> [Exercise prompt]
Return the entries below verbatim. Pictures stay out.

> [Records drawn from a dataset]
┌────────

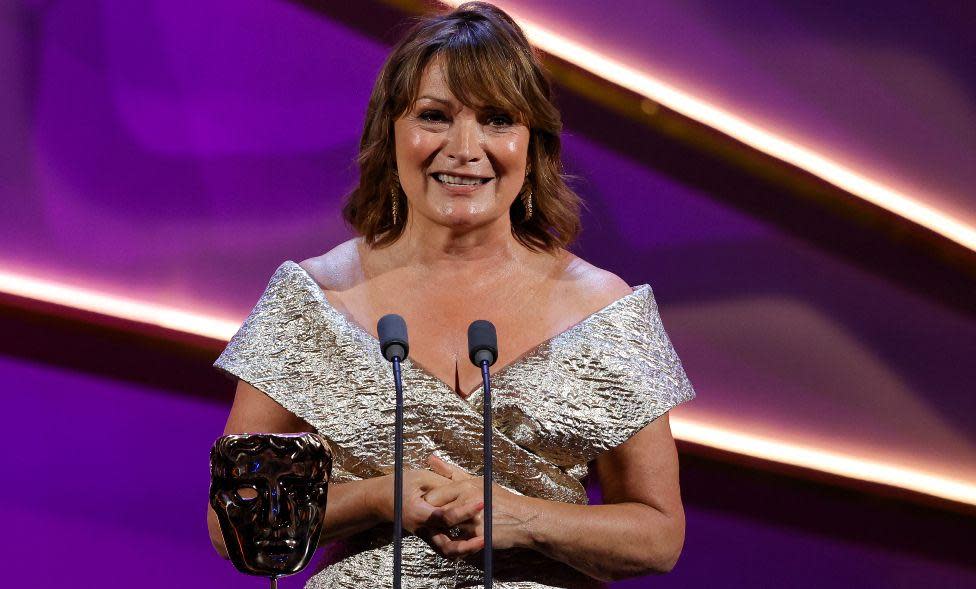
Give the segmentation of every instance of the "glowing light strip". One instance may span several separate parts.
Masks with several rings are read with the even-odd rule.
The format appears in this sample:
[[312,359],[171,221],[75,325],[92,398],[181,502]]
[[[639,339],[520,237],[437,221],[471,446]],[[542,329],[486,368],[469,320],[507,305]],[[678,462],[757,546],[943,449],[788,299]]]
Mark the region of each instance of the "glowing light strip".
[[[461,0],[442,0],[442,2],[455,8],[463,3]],[[689,119],[708,125],[767,155],[806,170],[854,196],[976,251],[976,227],[534,22],[516,17],[514,14],[512,17],[521,25],[529,41],[546,53],[658,104],[663,104]]]
[[[189,313],[10,272],[0,271],[0,292],[223,341],[229,340],[240,327],[239,321]],[[679,440],[976,505],[976,485],[963,481],[753,436],[676,416],[672,416],[670,421],[672,432]]]
[[674,437],[680,440],[976,505],[976,485],[963,481],[829,450],[735,432],[679,417],[672,416],[669,421]]
[[241,325],[239,321],[188,313],[3,271],[0,271],[0,292],[225,341]]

└────────

> [Completed task]
Give the segmentation of every instance of the "glowing light strip". One instance may span several separate parts.
Masks with several rings are read with the even-odd rule.
The format appears in this sample:
[[312,359],[171,221],[75,325],[92,398],[181,502]]
[[[639,339],[520,237],[437,221],[471,446]],[[542,329],[486,368],[469,320],[507,305]],[[678,462],[757,546],[943,449],[788,299]]]
Mark the region of each instance of the "glowing light strip".
[[[461,0],[442,0],[442,2],[455,8],[463,3]],[[689,119],[708,125],[767,155],[806,170],[854,196],[976,251],[976,227],[534,22],[516,17],[514,14],[512,17],[521,25],[529,41],[546,53],[658,104],[663,104]]]
[[[189,313],[10,272],[0,271],[0,292],[223,341],[229,340],[240,327],[239,321]],[[679,440],[976,505],[976,485],[963,481],[753,436],[676,416],[672,416],[670,421],[672,432]]]
[[674,437],[680,440],[976,505],[976,485],[963,481],[829,450],[735,432],[679,417],[672,416],[669,421]]
[[241,325],[239,321],[188,313],[3,271],[0,271],[0,292],[225,341]]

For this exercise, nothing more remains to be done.